*** Excerpted records
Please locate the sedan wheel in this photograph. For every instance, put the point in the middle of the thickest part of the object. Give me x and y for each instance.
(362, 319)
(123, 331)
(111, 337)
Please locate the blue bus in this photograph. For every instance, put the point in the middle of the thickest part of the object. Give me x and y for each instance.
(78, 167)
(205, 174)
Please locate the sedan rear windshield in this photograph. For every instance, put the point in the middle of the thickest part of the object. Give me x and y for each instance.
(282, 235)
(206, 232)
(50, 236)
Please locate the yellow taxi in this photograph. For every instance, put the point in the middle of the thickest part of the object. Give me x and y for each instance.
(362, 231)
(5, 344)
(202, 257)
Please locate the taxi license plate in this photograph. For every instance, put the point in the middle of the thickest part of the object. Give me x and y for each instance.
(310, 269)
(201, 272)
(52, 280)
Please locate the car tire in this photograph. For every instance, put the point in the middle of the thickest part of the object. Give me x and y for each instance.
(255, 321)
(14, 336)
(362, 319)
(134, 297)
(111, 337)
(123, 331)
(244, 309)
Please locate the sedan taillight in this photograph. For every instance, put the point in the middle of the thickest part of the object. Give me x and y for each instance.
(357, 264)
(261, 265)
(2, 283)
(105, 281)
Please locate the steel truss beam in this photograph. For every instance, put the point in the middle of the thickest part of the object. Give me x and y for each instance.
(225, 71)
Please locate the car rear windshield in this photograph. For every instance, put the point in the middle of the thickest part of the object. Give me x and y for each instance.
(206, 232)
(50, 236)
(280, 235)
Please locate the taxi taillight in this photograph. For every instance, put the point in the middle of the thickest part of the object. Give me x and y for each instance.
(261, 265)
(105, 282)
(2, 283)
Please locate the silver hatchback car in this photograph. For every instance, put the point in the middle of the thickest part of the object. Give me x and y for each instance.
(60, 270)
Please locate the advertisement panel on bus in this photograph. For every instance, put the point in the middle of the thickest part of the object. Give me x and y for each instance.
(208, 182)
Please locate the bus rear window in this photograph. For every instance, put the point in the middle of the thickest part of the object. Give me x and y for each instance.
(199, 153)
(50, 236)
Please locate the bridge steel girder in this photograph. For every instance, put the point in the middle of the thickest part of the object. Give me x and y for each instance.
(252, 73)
******
**What this task involves**
The response should be an exact copy of every line above.

**Problem solution**
Please locate the sedan wheel in this photograph. For every instance, put the point in the middle of the thickest part of the object. Give me x and y for each instance.
(362, 319)
(123, 331)
(111, 337)
Please locate the blue bus in this photograph. For every instance, put the point in the middle of the thickest part of the object. Give me x and y for each instance.
(78, 167)
(205, 174)
Please locate the sedan rear windshield in this photograph. For every instance, put the point in the middle of the thickest part of the object. Give me x and y for each instance.
(282, 235)
(206, 232)
(50, 236)
Please locate the yellow taxi in this photograph. For every instance, put the point in the middle of the thickest part of the object. Give me x and y for each instance.
(362, 231)
(5, 344)
(202, 257)
Please locate the taxi license plate in this photograph. For every instance, put the point in the middle of the thickest part of the object. Give me x and y for each instance.
(310, 269)
(201, 272)
(52, 280)
Please locate the car tire in this photograph. For every instance, put the point in the middle of the thickest part of the object. Give me x and y for each instance.
(255, 321)
(14, 336)
(362, 319)
(134, 297)
(111, 337)
(123, 331)
(244, 309)
Please locate the sedan taillight in this photograph. For every instance, put the point in the middle of the thickest part of the object. Give me x and y for each instance.
(357, 264)
(261, 265)
(2, 283)
(105, 281)
Please locate the steel truss beam in this photograph. For every instance, put the point in the middle of the thickest part of the object. Give me x and y for each instance.
(225, 71)
Please locate the car rear windshield in this photograph. For every instance, put the point in the middle of the thickest part of the object. Give me x and y for each instance.
(206, 232)
(50, 236)
(280, 235)
Please locate the taxi taillight in this photograph. For every instance, put the point in the middle of the thickest part of the object. Give me x and y for each instance.
(261, 265)
(105, 282)
(2, 283)
Please locate the silver hatchback car in this photograph. For every instance, put the point in the middle of the thickest part of the object. Give me x and y for each instance.
(60, 270)
Please locate the advertisement panel on bus in this photograph. For every instance, put the point in the middle of the thickest part of the object. Give me x and y for each instance.
(208, 182)
Please locate the bus rear window in this photograph. For every instance, put the point in the middle of the thickest part of the object. Give me x and y for each instance.
(199, 153)
(50, 236)
Please locate the bridge steel girder in this photograph. For every instance, put the point in the middle of the thickest part of the object. Give me x and y for each instance.
(252, 73)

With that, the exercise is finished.